• **Excerpt**
= = = = =

Yes, that is true. If you have 4 or 5 people in the house and they all take
long showers one after the other then you would probably run out of hot
water temporarily as the tank recovers...but again...while these demand type
hot water heaters are better at providing hot water and eliminate the recovery
time of reheating the cold water in the tank, they will use MORE gas and
cost more..so it's the economies of scale that applies to individual households.

The main reason that the demand type is termed to be 30% more efficient
on gas consumption, is that you are not heating the water in the tank when
not in use. Most tanks come insulated, but heat loss will escape through
the hot water pipe (if not insulated with pipe wrap) or through the tank
insulation into a cooler basement. There are insulated blankets that
do provide about 10% better heat retention that can be added on on
to the tank.


----------



## Dana (Nov 17, 2009)

Our utility costs for 2010:

Natural Gas (heat): $718.13
Hydro: $1092.87
Water: $772.51
Total: $2583.51

This works out to $7.08/day. There are 4 of us (2 adults, 2 young kids) in a 2300 sq foot house. 

The hydro figure is disappointing. We have replaced our appliances, hang dry our laundry, avoid peak times and are conscious of our consumption, but 60% of the bill is comprised of items we can't control (delivery fees, debt retirement, customer charge, etc.)


----------



## K-133 (Apr 30, 2010)

1200 sq-ft condo

Hydro: $600/year
Condo Fees: $4800/year

Condo fees include heat, A/C, water, insurance, and NG for the balcony BBQ. The trick for the extremely frugal is to find a way to connect the balcony's NG line to the kitchen.


----------



## brad (May 22, 2009)

K-133 said:


> The trick for the extremely frugal is to find a way to connect the balcony's NG line to the kitchen.


Not necessarily frugal if you get caught. An acquaintance of mine in the US did something like this a long time ago and got brought to small claims court by the gas utility when they discovered it; they won and I think he ended up having to pay over $1,000 plus legal fees.


----------



## m3s (Apr 3, 2010)

Sounds like something you'd do in a Brazilian favela, where they commonly tap into electricty and attack anyone who tries to unhook it


----------



## carverman (Nov 8, 2010)

jamesbe said:


> I think the fuss is that if you are renting some companies will come in and replace your HW tank with one at no charge to you. But you will now rent it instead of the tank.


Even so, the replacement cost is not free. Mind you they charge for coming
in and repairing your owned water heater..$672 for a venter motor (if so
equipped), $697 for a gas valve or temperature sensor. So there is a 
profit margin built into those service calls, unless the tank is under warranty.
Personally, I would not replace any expensive parts on a 10yr+ conventional
water tank, as the cost of buying one at H-D pretty much covers the service
call to replace the part(s) and you have a brand new tank with at least a 
9 year prorated warranty.

Now as far as the rental tank..ok you don't have to pay for parts or the service
call, but you do have to rent it at at least $14 per month + HST..so thats
around $16 x 12 x 10yrs=1600 in rental charges paid to the gas company.

= = = = =

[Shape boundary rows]
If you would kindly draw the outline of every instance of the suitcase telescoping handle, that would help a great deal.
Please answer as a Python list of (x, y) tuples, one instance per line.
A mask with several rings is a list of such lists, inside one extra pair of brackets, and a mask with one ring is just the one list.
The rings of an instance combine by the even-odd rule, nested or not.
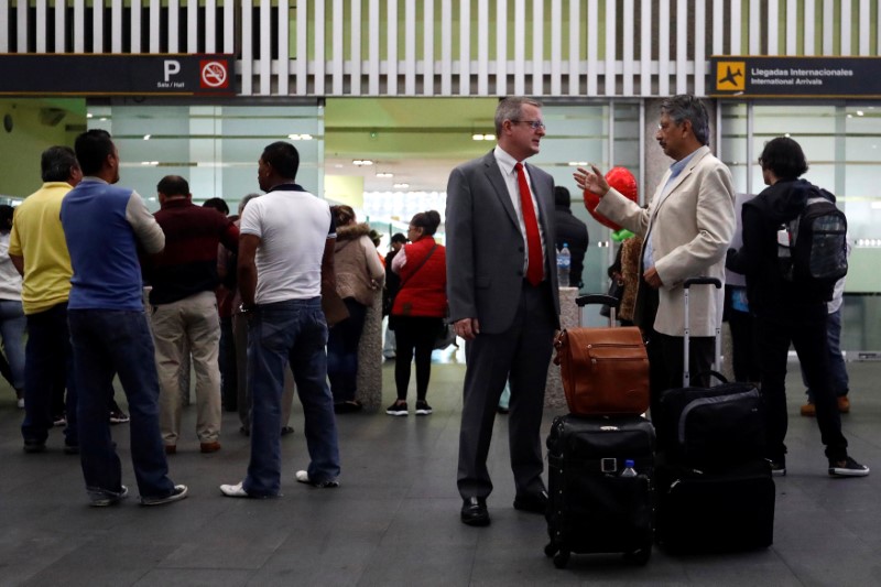
[[(606, 294), (587, 294), (576, 297), (575, 303), (578, 304), (579, 308), (592, 305), (609, 306), (609, 326), (614, 326), (614, 315), (618, 312), (618, 304), (620, 304), (621, 301)], [(584, 324), (584, 322), (581, 322), (581, 324)]]
[[(689, 349), (690, 344), (692, 344), (692, 340), (690, 340), (692, 334), (690, 334), (690, 329), (689, 329), (689, 326), (688, 326), (688, 290), (692, 289), (692, 285), (713, 285), (717, 290), (720, 290), (721, 286), (722, 286), (722, 282), (720, 280), (716, 279), (716, 278), (700, 276), (700, 278), (688, 278), (687, 280), (685, 280), (685, 283), (682, 284), (683, 294), (684, 294), (684, 298), (685, 298), (685, 320), (684, 320), (685, 322), (685, 325), (684, 325), (685, 329), (684, 329), (684, 337), (683, 337), (684, 338), (683, 352), (685, 354), (683, 365), (685, 366), (685, 368), (683, 369), (682, 384), (685, 388), (687, 388), (688, 384), (692, 381), (690, 368), (688, 366), (688, 349)], [(720, 371), (721, 370), (721, 356), (722, 356), (721, 328), (719, 328), (717, 326), (716, 327), (716, 356), (713, 358), (713, 370), (714, 371)]]

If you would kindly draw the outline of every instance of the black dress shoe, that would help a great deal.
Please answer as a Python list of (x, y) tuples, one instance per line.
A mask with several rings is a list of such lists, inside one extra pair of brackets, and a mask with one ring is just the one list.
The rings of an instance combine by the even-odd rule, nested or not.
[(461, 503), (461, 521), (468, 525), (489, 525), (486, 498), (468, 498)]
[(532, 513), (547, 511), (547, 491), (539, 493), (523, 493), (514, 498), (514, 509)]

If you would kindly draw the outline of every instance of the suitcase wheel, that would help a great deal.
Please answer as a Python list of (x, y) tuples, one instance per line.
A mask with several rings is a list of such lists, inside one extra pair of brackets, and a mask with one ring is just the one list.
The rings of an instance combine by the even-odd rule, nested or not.
[(557, 554), (554, 555), (554, 566), (557, 568), (566, 568), (566, 565), (569, 564), (569, 552), (568, 551), (559, 551)]
[(652, 557), (652, 543), (630, 553), (624, 553), (624, 561), (633, 565), (645, 566)]
[(546, 557), (551, 558), (552, 556), (557, 554), (558, 550), (559, 548), (557, 548), (557, 545), (554, 544), (554, 541), (551, 541), (551, 542), (547, 543), (547, 546), (544, 547), (544, 555)]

= = = = =

• **Challenges**
a. In the forum thread on utility costs, how much did Dana report paying for natural gas heat?
b. Write what comes next in the forum thread on utility costs, picking up after its final sentence.

• **Answers provided**
a. $718.13

b.
I don't know how reliable these demand type water heaters are, but assuming
that they are as reliable as the convential tank water heaters, it is probably
better to own it outright..if you are planning on staying in your home for
10 years or more. 

I would think that from a home resale POV, the rented tank is "peace of
mind" to the new prospective owner over a 6 to 9 year or more conventional
tank. Most HWT do have a finite lifetime which can be 10-16 yrs, depending
on how hard the water is in your area.


----------



## hboy43 (May 10, 2009)

Hi:

This is actually hard to answer. Cash basis:

Electricity $1100
Chainsaw costs aka heat $50
water and sewage nil

However, the moment the septic system fails, I'll be forced into a new well too, so in reality my annual water and sewage is probably on the order of $2000, in order to set aside $20,000 to $30,000 to replace these systems some day.

hboy43


----------



## m3s (Apr 3, 2010)

Hah I grew up in the country with our own well and wood heat as well. There should be some kind of value on the extensive time it takes to use that chainsaw, but then again most people pay for a gym membership


----------



## carverman (Nov 8, 2010)

Dana said:


> Our utility costs for 2010:
> 
> Natural Gas (heat): $718.13
> Hydro: $1092.87
> ...


Why is your water bill so high? Is this a typo?


----------



## carverman (Nov 8, 2010)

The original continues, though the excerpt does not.